Point placement records
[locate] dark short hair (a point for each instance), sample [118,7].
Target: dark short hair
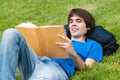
[87,17]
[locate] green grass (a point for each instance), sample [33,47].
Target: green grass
[55,12]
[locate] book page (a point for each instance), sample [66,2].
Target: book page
[43,40]
[30,36]
[50,35]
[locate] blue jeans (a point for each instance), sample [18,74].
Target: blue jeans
[15,52]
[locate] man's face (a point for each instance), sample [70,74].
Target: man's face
[77,26]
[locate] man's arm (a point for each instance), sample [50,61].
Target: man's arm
[80,64]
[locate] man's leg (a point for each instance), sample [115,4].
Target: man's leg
[15,52]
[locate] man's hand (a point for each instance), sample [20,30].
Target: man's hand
[67,45]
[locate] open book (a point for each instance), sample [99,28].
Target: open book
[43,40]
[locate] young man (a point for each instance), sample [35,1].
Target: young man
[14,52]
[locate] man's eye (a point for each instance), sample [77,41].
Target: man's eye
[79,20]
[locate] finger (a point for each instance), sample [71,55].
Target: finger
[63,45]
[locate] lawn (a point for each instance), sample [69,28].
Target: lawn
[55,12]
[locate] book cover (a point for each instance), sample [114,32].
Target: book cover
[42,40]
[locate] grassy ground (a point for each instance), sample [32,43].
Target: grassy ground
[55,12]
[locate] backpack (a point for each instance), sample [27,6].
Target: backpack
[102,36]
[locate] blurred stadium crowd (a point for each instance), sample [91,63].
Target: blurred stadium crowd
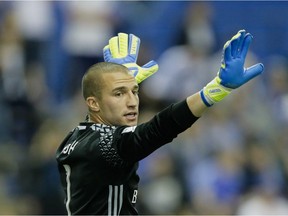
[231,162]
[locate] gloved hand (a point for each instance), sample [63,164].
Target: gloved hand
[124,50]
[232,73]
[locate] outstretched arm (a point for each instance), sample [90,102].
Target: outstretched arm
[231,75]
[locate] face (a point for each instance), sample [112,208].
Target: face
[119,103]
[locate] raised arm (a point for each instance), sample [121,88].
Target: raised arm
[231,75]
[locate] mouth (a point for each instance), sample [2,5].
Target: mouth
[131,116]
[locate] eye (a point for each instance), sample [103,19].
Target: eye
[118,94]
[135,92]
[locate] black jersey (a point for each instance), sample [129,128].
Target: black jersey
[98,163]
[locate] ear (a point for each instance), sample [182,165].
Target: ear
[92,103]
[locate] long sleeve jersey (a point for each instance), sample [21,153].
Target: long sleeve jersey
[98,163]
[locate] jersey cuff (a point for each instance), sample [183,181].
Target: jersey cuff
[183,115]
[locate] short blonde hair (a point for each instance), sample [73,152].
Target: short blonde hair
[92,82]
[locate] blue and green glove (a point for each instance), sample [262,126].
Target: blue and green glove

• WRITTEN INSTRUCTION:
Restate the whole of the material word for word without the pictures.

• RESPONSE TO THIS TASK:
[locate] dark short hair (a point for each instance), sample [118,7].
Target: dark short hair
[87,17]
[locate] green grass (a point for each instance), sample [33,47].
Target: green grass
[55,12]
[locate] book page (a point for each instance), sample [66,2].
Target: book page
[43,40]
[30,36]
[50,35]
[locate] blue jeans (a point for each instance), sample [18,74].
Target: blue jeans
[15,52]
[locate] man's face (a point for each instance), sample [70,74].
Target: man's face
[77,26]
[locate] man's arm (a point for each instance), sample [50,61].
Target: man's arm
[80,64]
[locate] man's leg (a point for each instance), sample [115,4].
Target: man's leg
[15,52]
[locate] man's hand (a point for each instance), sample [20,30].
Target: man's hand
[67,45]
[locate] open book (a point for each instance), sample [99,28].
Target: open book
[43,40]
[locate] young man (a point for each instance), sample [35,1].
Target: young man
[14,52]
[locate] man's eye (a point for each instance), sample [77,41].
Target: man's eye
[79,20]
[locate] finger (a point for each instance), sample [71,55].
Target: finger
[63,45]
[locate] lawn (a point for each instance), sample [69,28].
Target: lawn
[55,12]
[locate] book cover (a point for each instance), sample [114,32].
Target: book cover
[42,40]
[locate] grassy ground (a point for each instance), sample [32,43].
Target: grassy ground
[55,12]
[locate] backpack (a point for each instance), sample [27,6].
Target: backpack
[102,36]
[locate] blurred stadium crowd (a point for each instance), sample [91,63].
Target: blurred stadium crowd
[231,162]
[locate] gloved hand (a point for each instance), sample [63,164].
Target: gloved hand
[124,50]
[232,73]
[locate] outstretched arm (a point for each instance), sample [90,102].
Target: outstretched arm
[231,75]
[locate] face (a point for each instance), sample [112,208].
Target: face
[119,103]
[locate] raised arm (a point for each instance), sample [121,88].
Target: raised arm
[231,75]
[locate] mouth (a point for each instance), sample [2,5].
Target: mouth
[131,116]
[locate] eye (a point for each instance), sample [103,19].
Target: eye
[118,94]
[135,92]
[locate] black jersey (a point for each instance), sample [129,128].
Target: black jersey
[98,163]
[locate] ear (a point for each instance), sample [182,165].
Target: ear
[92,103]
[locate] long sleeve jersey (a point for each instance), sample [21,153].
Target: long sleeve jersey
[98,163]
[locate] jersey cuff (a point for each instance), sample [183,181].
Target: jersey cuff
[183,115]
[locate] short blonde hair (a point for each instance), sample [73,152].
Target: short blonde hair
[92,82]
[locate] blue and green glove (a point for each instance), sample [262,126].
Target: blue and green glove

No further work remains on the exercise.